▶ [TASK PROMPT]:
Change "outline" to "edge" in the data between the lines holding "field | value" and "[(66, 551)]", inclusive, and give only those lines back with everything else unchanged.
### DATA LINES
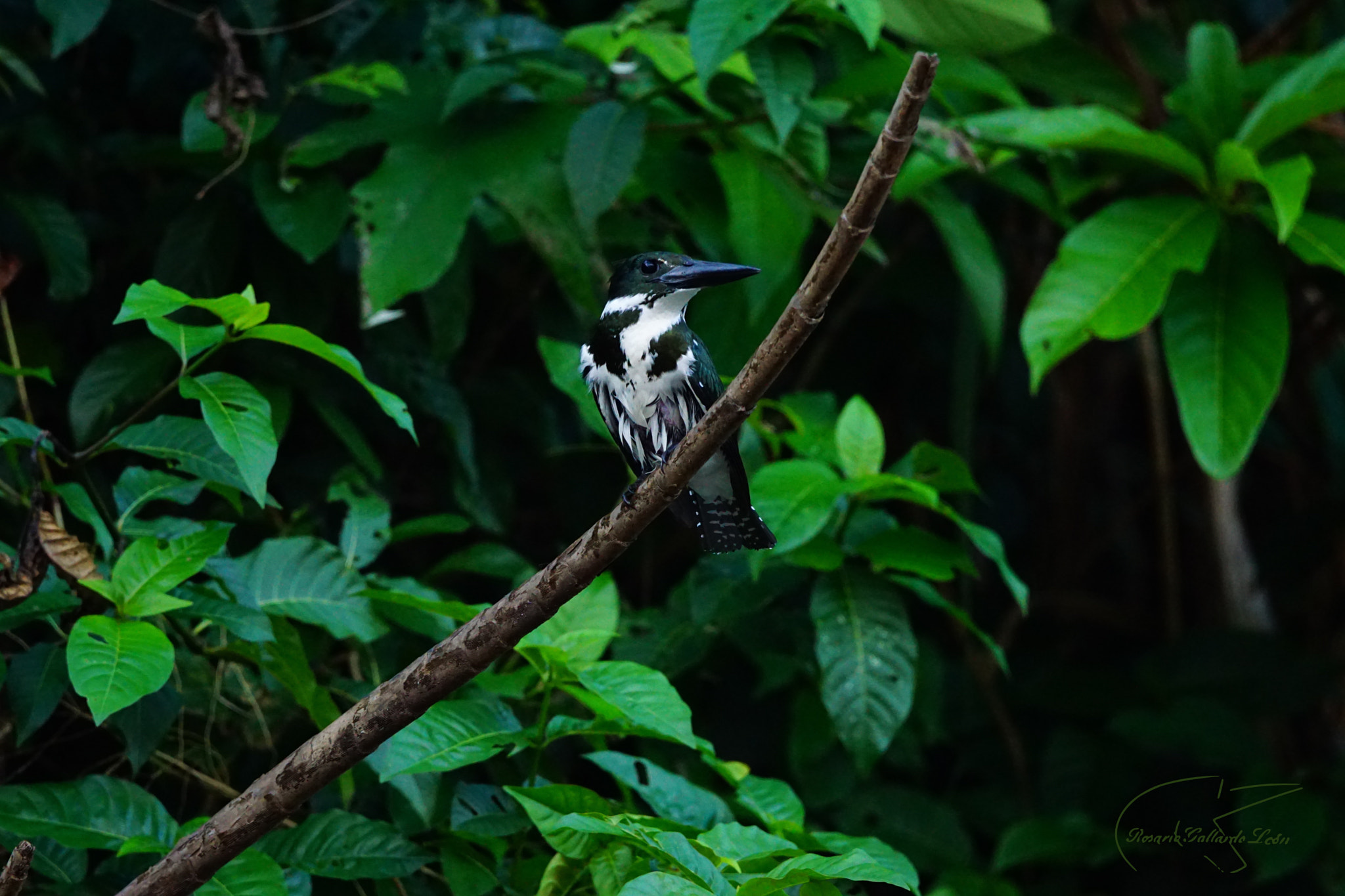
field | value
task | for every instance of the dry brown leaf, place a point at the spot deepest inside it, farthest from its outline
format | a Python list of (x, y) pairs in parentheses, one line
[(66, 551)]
######
### DATA LINES
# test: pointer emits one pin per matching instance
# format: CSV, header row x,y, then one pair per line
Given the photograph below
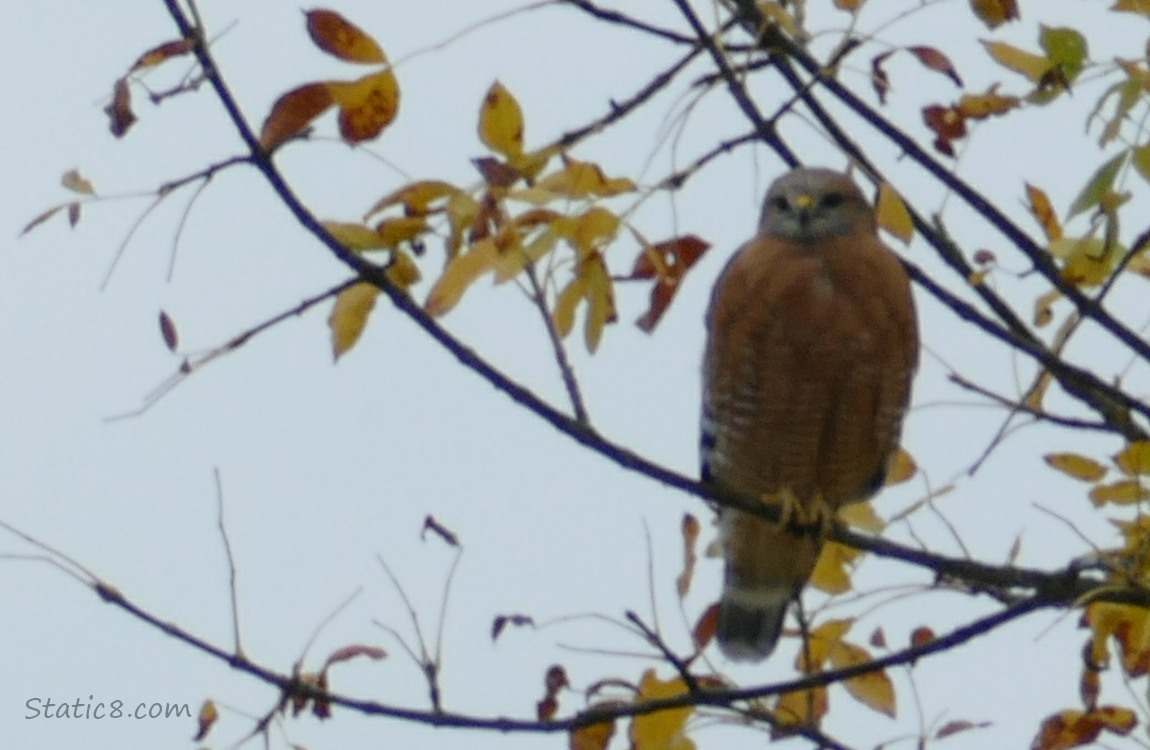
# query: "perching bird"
######
▶ [WORKED ANSWER]:
field | value
task | for every instance of the dry brown leaf, place a point at the spot deepest inside it, farthest from its edge
format | a Python list of (x, y) pairs in parentheses, one line
[(66, 551)]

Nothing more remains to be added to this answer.